* [Document segment]:
ZAMBIA – Although Cholera is a preventable disease, it remains a significant public health problem globally.

Each year, there are 1.3 to 4.0 million cases of cholera, and 21,000 to 143,000 deaths worldwide. Zambia has experienced cholera outbreaks since 1977 and the country’s last major outbreak lasted from October 2017 to June 2018 with a total of 5,935 reported cases and 114 deaths.

The risk factors mainly include inadequate access to clean and safe water, poor sanitation facilities, poor solid waste management and consumption of contaminated food.

In 2019 the Zambian government committed itself to an ambitious target of eliminating cholera by the year 2025 ahead of the Global Taskforce on Cholera Control’s 2017 global strategy which aims to reduce cholera deaths by 90% and to eliminate cholera in as many as 20 countries by 2030.

Approximately 3.5 million people live in cholera hotspots in Zambia. Targeting cholera hotspots as a priority has helped focus cholera control programmes on the most vulnerable populations.

Since January 2021, the Ministry of Health has worked in collaboration with other line ministries with support from the World Health Organization and other partners to conduct cholera vaccination in the country.

The launch of the first round of the cholera vaccination in the rural district of Ngabwe on 4 June 2021 put a spotlight on the OCV campaign in the country.

It also highlighted the importance of the use of Oral Cholera Vaccines (OCV) in conjunction with improvements in water and sanitation to control cholera outbreaks and for prevention in areas known to be high risk for cholera.

The World Health Organisation has supported the country in conducting the situation analysis, mapping of the hotspots and has worked with the Global Alliance for Vaccines and Immunizations (GAVI) and the Global Task Force on Cholera Control (GTFCC) to ensure that the country receives the life-saving vaccines.

It has also advocated for a multisectoral approach in implementation of high impact interventions particularly improving access to water and sanitation facilities.

The WHO Representative, Dr. Nathan Bakyaita was also present in Ngabwe district and stated that WHO remained committed to working with other UN agencies to support the implementation of the country’s multi-sectoral plan on the elimination of cholera.

 The OCV campaign has been conducted despite the on-going COVID-19 pandemic. The government has committed itself to continuing the provision of other essential health services in order to safeguard the gains made in health and to promote the health of the population

There is a strong commitment to ensure 85% of the Zambian population living in the hotspots are vaccinated with the cholera vaccine.

Recently, Ethiopia, with the help of WHO launched a campaign to vaccinate 2 million people against cholera to prevent a catastrophic outbreak.

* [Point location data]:
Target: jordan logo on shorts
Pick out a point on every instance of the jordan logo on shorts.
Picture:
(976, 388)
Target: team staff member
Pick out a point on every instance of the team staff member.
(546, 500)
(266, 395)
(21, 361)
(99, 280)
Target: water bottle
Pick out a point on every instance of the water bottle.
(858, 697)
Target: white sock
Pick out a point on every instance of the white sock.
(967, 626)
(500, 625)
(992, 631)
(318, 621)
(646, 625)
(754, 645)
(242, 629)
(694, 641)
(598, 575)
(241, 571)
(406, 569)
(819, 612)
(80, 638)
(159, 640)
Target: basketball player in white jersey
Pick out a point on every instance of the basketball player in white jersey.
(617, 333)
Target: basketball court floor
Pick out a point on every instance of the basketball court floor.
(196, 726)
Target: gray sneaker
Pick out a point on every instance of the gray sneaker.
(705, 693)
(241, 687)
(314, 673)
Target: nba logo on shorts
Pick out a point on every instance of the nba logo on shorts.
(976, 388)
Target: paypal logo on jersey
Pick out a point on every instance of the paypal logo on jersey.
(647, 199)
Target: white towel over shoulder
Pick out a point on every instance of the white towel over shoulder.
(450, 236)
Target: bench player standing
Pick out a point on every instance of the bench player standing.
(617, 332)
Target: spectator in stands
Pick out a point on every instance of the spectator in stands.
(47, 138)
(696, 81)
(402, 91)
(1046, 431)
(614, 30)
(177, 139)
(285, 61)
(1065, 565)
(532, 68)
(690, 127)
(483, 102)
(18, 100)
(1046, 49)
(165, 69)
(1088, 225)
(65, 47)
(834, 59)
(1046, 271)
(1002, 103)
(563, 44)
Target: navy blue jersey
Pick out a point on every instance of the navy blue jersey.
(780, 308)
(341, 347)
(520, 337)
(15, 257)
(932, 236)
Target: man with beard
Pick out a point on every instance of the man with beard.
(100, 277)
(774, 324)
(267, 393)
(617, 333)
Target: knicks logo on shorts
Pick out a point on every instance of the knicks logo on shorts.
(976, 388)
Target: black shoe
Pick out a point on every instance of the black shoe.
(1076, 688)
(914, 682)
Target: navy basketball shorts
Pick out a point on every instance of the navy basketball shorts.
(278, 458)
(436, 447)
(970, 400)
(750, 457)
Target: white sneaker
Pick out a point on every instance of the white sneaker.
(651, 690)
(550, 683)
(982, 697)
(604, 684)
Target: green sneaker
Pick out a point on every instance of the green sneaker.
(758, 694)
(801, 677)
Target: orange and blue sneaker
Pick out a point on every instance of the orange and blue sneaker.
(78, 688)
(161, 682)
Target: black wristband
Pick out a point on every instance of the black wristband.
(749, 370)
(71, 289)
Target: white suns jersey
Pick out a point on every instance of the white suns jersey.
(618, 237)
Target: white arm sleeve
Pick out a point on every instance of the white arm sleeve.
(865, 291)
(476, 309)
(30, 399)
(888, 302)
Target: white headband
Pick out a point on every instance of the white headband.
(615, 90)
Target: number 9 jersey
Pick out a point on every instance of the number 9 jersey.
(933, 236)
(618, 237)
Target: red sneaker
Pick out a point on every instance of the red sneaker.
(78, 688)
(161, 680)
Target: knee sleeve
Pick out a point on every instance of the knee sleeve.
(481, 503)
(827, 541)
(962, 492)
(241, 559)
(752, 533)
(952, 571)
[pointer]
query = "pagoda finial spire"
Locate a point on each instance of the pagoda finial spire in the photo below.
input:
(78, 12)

* [Exercises]:
• 1. In the article on cholera in Zambia, on what date was the first round of cholera vaccination launched in Ngabwe?
• 2. Set down word for word the passage of the article on cholera in Zambia that begins at the words "The risk factors" and stops after "most vulnerable populations.".

* [Task-by-task results]:
• 1. 4 June 2021.

• 2.
The risk factors mainly include inadequate access to clean and safe water, poor sanitation facilities, poor solid waste management and consumption of contaminated food.

In 2019 the Zambian government committed itself to an ambitious target of eliminating cholera by the year 2025 ahead of the Global Taskforce on Cholera Control’s 2017 global strategy which aims to reduce cholera deaths by 90% and to eliminate cholera in as many as 20 countries by 2030.

Approximately 3.5 million people live in cholera hotspots in Zambia. Targeting cholera hotspots as a priority has helped focus cholera control programmes on the most vulnerable populations.